[Start of Supplied data]
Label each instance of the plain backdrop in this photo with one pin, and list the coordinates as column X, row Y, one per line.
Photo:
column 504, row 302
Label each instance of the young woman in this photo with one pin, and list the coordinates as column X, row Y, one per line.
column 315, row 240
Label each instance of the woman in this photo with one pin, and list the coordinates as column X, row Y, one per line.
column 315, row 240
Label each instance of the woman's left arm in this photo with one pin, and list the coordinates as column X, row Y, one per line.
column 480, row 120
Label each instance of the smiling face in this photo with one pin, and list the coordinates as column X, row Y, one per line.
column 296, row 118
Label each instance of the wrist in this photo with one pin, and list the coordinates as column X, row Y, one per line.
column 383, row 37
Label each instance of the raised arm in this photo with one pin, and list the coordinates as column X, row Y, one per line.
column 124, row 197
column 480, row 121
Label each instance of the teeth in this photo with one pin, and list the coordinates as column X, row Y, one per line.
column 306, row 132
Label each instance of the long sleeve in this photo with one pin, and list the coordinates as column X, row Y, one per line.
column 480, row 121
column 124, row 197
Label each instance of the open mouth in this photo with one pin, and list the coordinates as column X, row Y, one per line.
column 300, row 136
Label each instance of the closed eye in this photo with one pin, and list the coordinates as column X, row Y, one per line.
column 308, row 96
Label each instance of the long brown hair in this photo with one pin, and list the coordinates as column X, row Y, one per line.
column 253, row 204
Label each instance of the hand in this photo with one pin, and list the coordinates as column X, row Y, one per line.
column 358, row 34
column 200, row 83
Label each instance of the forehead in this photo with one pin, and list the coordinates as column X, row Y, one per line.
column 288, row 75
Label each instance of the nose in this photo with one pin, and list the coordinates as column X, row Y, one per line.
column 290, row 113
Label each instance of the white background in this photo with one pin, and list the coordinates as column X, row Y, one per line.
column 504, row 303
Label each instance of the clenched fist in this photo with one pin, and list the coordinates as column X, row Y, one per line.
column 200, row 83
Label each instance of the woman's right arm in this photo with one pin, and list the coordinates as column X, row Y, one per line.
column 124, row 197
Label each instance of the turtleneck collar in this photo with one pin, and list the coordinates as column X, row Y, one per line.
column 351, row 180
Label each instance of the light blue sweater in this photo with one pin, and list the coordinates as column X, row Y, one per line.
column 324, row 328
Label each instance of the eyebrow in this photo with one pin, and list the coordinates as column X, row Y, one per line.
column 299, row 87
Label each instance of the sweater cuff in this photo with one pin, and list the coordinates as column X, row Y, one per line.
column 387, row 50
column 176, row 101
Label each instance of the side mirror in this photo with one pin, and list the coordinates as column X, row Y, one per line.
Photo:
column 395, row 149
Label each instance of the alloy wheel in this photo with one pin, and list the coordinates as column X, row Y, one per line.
[End of Supplied data]
### Required work
Copy out every entry above word for word, changing nothing.

### The completed task
Label each instance of the plain backdrop in this photo with one pin, and list the coordinates as column X, row Y, one per line.
Photo:
column 504, row 302
Label each instance of the young woman in this photo with one pin, and list the coordinates as column X, row Y, one per line.
column 315, row 240
Label each instance of the woman in this photo with one pin, and list the coordinates as column X, row Y, one per line.
column 315, row 240
Label each instance of the woman's left arm in this photo with one pin, and list the coordinates as column X, row Y, one per line.
column 480, row 120
Label each instance of the smiling face in this photo with one pin, and list the coordinates as column X, row Y, one per line.
column 296, row 118
Label each instance of the wrist in this photo with one pin, and list the coordinates as column X, row Y, one per line.
column 383, row 37
Label each instance of the raised arm in this photo with one pin, and list the coordinates as column X, row Y, one per line.
column 124, row 197
column 480, row 121
Label each instance of the teeth in this photo with one pin, and list the coordinates as column X, row Y, one per line.
column 306, row 132
Label each instance of the long sleeve in this photo with one pin, and list the coordinates as column X, row Y, one per line.
column 480, row 121
column 124, row 197
Label each instance of the open mouth in this photo with one pin, and list the coordinates as column X, row Y, one per line.
column 300, row 136
Label each instance of the closed eye in this photo with one pin, and list the coordinates as column X, row Y, one per line.
column 308, row 96
Label each instance of the long brown hair in this photo with one pin, and list the coordinates as column X, row Y, one per line.
column 253, row 204
Label each instance of the hand in this photo with one pin, and list the coordinates as column X, row Y, one per line.
column 358, row 34
column 200, row 83
Label each instance of the forehead in this photo with one pin, and list the coordinates as column X, row Y, one per line.
column 288, row 75
Label each instance of the nose in this photo with one pin, and list the coordinates as column X, row Y, one per line.
column 290, row 113
Label each instance of the white background in this photo with one pin, and list the coordinates as column X, row Y, one per line.
column 504, row 303
Label each instance of the clenched fist in this photo with one pin, and list the coordinates as column X, row Y, one per line.
column 200, row 83
Label each instance of the woman's right arm in this photo with one pin, and list the coordinates as column X, row Y, one per line.
column 124, row 197
Label each instance of the turtleneck collar in this photo with one pin, and list the coordinates as column X, row Y, one per line.
column 351, row 180
Label each instance of the light blue sweater in this photo with one pin, and list the coordinates as column X, row Y, one per line.
column 324, row 328
Label each instance of the eyebrow in this photo with one pin, and list the coordinates as column X, row Y, one per line.
column 299, row 87
Label each instance of the sweater cuff in this photo with one pin, and list the coordinates as column X, row Y, one per line.
column 387, row 50
column 176, row 101
Label each instance of the side mirror in this photo with one pin, and list the coordinates as column X, row Y, one per line.
Photo:
column 395, row 149
Label each instance of the alloy wheel in this photo with one pin, and list the coordinates as column X, row Y, one per line.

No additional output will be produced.